• STATED GOAL: Report how many lines in the rows below contain the string "chrome", matching case exactly. Give only the number.

• Region segmentation rows:
= = = =
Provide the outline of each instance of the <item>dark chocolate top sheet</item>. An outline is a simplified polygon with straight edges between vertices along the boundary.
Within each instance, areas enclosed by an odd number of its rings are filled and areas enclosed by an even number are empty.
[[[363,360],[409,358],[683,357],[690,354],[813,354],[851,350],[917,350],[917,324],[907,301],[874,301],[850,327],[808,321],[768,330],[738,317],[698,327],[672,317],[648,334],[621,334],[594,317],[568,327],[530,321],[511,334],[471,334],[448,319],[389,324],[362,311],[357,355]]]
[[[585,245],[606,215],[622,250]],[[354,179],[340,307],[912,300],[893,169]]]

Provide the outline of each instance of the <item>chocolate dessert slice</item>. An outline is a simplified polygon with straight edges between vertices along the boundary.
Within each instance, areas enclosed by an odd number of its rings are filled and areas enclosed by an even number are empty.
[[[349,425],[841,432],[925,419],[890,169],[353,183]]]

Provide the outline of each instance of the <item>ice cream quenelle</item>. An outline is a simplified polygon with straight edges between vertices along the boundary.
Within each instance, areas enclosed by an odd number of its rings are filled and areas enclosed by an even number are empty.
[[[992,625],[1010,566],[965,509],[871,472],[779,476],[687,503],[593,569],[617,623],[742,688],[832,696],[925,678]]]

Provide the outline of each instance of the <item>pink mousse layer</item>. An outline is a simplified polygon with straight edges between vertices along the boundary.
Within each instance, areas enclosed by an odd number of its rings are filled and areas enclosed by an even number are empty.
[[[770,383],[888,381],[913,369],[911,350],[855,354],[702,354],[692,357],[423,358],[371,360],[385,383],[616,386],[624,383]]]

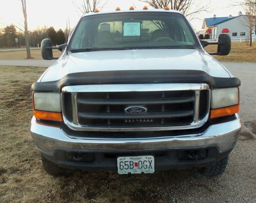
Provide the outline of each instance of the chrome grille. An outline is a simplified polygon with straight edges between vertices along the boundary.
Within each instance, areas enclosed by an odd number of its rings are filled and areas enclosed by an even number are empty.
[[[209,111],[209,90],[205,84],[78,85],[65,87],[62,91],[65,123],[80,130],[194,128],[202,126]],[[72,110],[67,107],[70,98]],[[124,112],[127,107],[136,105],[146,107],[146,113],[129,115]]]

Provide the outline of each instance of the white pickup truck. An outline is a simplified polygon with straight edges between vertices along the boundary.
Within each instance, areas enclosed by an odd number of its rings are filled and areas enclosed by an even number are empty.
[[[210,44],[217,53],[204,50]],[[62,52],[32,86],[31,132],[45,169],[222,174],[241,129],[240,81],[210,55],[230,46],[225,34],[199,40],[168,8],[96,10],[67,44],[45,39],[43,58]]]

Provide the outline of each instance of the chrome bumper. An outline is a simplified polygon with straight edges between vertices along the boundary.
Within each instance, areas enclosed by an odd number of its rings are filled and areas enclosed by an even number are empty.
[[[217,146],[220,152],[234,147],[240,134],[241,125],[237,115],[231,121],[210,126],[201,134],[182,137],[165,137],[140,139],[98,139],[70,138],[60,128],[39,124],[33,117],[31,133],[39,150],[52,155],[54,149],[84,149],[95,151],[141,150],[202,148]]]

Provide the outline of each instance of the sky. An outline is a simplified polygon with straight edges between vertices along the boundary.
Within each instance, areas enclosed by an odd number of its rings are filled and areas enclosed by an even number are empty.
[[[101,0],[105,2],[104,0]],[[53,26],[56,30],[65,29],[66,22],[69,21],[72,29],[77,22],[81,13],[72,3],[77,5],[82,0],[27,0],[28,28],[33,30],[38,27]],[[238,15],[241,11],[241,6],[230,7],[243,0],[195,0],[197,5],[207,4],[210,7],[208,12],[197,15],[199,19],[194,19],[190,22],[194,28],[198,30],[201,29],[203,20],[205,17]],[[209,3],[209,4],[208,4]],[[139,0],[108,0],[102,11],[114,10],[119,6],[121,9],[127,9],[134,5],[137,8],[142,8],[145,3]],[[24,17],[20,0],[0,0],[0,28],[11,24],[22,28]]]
= = = =
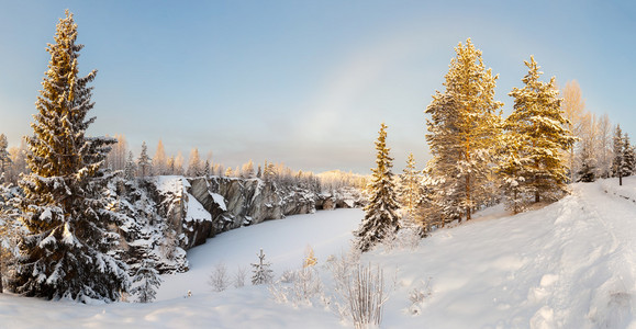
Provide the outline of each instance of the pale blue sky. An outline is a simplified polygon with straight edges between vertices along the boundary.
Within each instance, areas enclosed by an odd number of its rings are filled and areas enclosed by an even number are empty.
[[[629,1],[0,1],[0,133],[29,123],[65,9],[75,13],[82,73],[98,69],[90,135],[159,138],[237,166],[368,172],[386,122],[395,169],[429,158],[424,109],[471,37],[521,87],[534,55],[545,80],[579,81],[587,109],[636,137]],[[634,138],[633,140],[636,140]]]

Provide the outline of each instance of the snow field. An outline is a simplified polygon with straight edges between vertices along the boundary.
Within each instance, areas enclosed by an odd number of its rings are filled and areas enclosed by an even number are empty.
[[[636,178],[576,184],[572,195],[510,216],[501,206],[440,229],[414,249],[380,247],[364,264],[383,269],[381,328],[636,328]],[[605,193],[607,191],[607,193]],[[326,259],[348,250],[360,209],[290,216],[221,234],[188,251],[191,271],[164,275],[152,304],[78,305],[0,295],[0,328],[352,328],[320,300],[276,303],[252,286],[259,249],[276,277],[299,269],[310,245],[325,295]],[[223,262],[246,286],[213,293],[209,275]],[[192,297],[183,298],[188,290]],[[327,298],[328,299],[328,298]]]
= = = =
• ANSWER TO THIS EXERCISE: 2